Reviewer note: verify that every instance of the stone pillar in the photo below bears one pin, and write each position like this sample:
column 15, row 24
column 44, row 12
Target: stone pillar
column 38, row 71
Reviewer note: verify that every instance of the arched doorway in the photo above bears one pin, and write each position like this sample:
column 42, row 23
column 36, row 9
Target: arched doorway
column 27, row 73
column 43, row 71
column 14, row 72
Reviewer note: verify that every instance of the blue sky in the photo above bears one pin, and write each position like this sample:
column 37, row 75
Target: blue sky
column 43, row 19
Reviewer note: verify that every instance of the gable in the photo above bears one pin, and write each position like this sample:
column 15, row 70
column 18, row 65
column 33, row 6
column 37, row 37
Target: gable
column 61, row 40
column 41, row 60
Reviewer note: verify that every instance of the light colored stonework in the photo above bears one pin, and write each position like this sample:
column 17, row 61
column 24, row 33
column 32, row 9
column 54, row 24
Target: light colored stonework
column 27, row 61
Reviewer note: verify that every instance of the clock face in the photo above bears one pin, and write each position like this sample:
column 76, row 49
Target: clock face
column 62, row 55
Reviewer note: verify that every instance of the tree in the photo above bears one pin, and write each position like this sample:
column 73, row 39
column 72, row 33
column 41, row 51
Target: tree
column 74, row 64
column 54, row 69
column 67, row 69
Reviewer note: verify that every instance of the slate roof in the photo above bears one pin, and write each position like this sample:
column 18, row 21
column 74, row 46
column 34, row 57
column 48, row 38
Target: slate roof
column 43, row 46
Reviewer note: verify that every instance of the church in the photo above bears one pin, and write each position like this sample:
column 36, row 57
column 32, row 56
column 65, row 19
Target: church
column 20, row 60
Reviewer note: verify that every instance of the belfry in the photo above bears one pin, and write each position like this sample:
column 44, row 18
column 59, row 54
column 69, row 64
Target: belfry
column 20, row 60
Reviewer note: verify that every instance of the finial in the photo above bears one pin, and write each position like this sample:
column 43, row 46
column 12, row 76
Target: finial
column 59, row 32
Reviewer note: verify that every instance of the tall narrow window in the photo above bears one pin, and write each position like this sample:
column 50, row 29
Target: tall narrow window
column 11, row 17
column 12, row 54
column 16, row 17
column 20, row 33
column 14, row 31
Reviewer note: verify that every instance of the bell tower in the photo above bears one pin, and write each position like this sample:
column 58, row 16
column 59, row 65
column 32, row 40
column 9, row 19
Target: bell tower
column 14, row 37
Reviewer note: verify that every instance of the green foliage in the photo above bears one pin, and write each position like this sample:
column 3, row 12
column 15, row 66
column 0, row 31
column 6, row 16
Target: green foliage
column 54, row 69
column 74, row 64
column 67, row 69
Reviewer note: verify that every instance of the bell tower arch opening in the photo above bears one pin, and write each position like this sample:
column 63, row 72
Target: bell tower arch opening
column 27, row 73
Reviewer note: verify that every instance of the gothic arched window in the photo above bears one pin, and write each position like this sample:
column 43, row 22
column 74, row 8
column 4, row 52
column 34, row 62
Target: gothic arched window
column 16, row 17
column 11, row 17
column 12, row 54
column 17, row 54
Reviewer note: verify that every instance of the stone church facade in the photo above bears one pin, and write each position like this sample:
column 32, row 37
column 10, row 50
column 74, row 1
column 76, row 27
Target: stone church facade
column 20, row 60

* **Request**:
Convert every line of the records above into a Markdown table with two columns, Row and Text. Number the lines in Row and leave out any blank lines.

* **Solved problem**:
| Row | Text |
|---|---|
| 1 | Reviewer note: verify that every instance of the stone pillar in the photo below bears one pin, and write each position like this sample: |
| 2 | column 15, row 24 |
| 3 | column 44, row 12 |
| 4 | Target: stone pillar |
| 5 | column 38, row 71 |
| 6 | Reviewer note: verify that every instance of the arched doorway in the photo above bears one pin, and write each position like this sample: |
| 7 | column 42, row 23 |
| 8 | column 36, row 9 |
| 9 | Target: arched doorway |
| 10 | column 27, row 73 |
| 11 | column 43, row 71 |
| 12 | column 14, row 72 |
| 13 | Reviewer note: verify that every instance of the blue sky in the photo above bears one pin, and write each position like this sample: |
| 14 | column 37, row 75 |
| 15 | Target: blue sky |
| 16 | column 43, row 19 |
| 17 | Reviewer note: verify that every instance of the gable in the photo above bears one pin, and write each position like this sample: |
| 18 | column 15, row 70 |
| 19 | column 18, row 65 |
| 20 | column 33, row 6 |
| 21 | column 37, row 37 |
| 22 | Target: gable |
| 23 | column 61, row 40 |
| 24 | column 41, row 60 |
| 25 | Reviewer note: verify that every instance of the light colored stonework in the photo above bears one pin, and write each position like this sample: |
| 26 | column 17, row 61 |
| 27 | column 24, row 33 |
| 28 | column 32, row 9 |
| 29 | column 54, row 24 |
| 30 | Target: light colored stonework |
| 31 | column 27, row 61 |
| 32 | Reviewer note: verify that every instance of the clock face in the photo above bears one pin, and write each position like this sample: |
| 33 | column 76, row 49 |
| 34 | Target: clock face |
| 35 | column 62, row 55 |
| 36 | Reviewer note: verify that every instance of the tree in the photo above bears one pin, and write each position like this sample: |
| 37 | column 73, row 39 |
| 38 | column 72, row 33 |
| 39 | column 41, row 51 |
| 40 | Target: tree |
| 41 | column 74, row 64 |
| 42 | column 54, row 69 |
| 43 | column 67, row 69 |
| 44 | Reviewer note: verify that every instance of the slate roof in the photo above bears one pin, and write each position like this sample: |
| 45 | column 18, row 21 |
| 46 | column 74, row 46 |
| 47 | column 34, row 57 |
| 48 | column 48, row 38 |
| 49 | Target: slate roof |
| 50 | column 43, row 46 |
| 51 | Reviewer note: verify that every instance of the church in the photo above bears one pin, and write each position like this sample: |
| 52 | column 36, row 57 |
| 53 | column 32, row 56 |
| 54 | column 65, row 19 |
| 55 | Target: church |
| 56 | column 20, row 60 |
| 57 | Reviewer note: verify that every instance of the belfry in the photo above bears one pin, and write each position like this sample: |
| 58 | column 44, row 18 |
| 59 | column 59, row 54 |
| 60 | column 69, row 64 |
| 61 | Target: belfry |
| 62 | column 20, row 60 |
| 63 | Reviewer note: verify that every instance of the finial in the photo above bears one pin, and write each position like this sample: |
| 64 | column 43, row 46 |
| 65 | column 12, row 76 |
| 66 | Target: finial |
| 67 | column 59, row 32 |
| 68 | Reviewer note: verify that every instance of the tall narrow window in the photo above bears one pin, and write each position like this sample: |
| 69 | column 50, row 29 |
| 70 | Target: tall narrow window |
| 71 | column 11, row 17 |
| 72 | column 12, row 54 |
| 73 | column 16, row 17 |
| 74 | column 20, row 33 |
| 75 | column 14, row 31 |
| 76 | Reviewer note: verify that every instance of the bell tower in the photo above bears one pin, and write each position like this sample: |
| 77 | column 58, row 16 |
| 78 | column 59, row 65 |
| 79 | column 32, row 40 |
| 80 | column 9, row 19 |
| 81 | Target: bell tower |
| 82 | column 14, row 37 |
| 83 | Reviewer note: verify that every instance of the green foliage in the photo above bears one pin, and write each position like this sample: |
| 84 | column 3, row 12 |
| 85 | column 15, row 66 |
| 86 | column 0, row 31 |
| 87 | column 6, row 16 |
| 88 | Target: green foliage |
| 89 | column 54, row 69 |
| 90 | column 74, row 64 |
| 91 | column 67, row 69 |
| 92 | Reviewer note: verify that every instance of the bell tower arch opening in the photo above bears one pin, and write each position like this sample: |
| 93 | column 63, row 72 |
| 94 | Target: bell tower arch opening |
| 95 | column 27, row 73 |
| 96 | Reviewer note: verify that every instance of the gothic arched window in the photo above bears one pin, and write each position like this sample: |
| 97 | column 43, row 22 |
| 98 | column 74, row 8 |
| 99 | column 4, row 52 |
| 100 | column 34, row 62 |
| 101 | Target: gothic arched window |
| 102 | column 16, row 17 |
| 103 | column 11, row 17 |
| 104 | column 12, row 54 |
| 105 | column 17, row 54 |
| 106 | Reviewer note: verify that every instance of the stone church facade in the photo above bears one pin, and write each position like this sample: |
| 107 | column 32, row 37 |
| 108 | column 10, row 50 |
| 109 | column 74, row 1 |
| 110 | column 76, row 27 |
| 111 | Target: stone church facade |
| 112 | column 20, row 60 |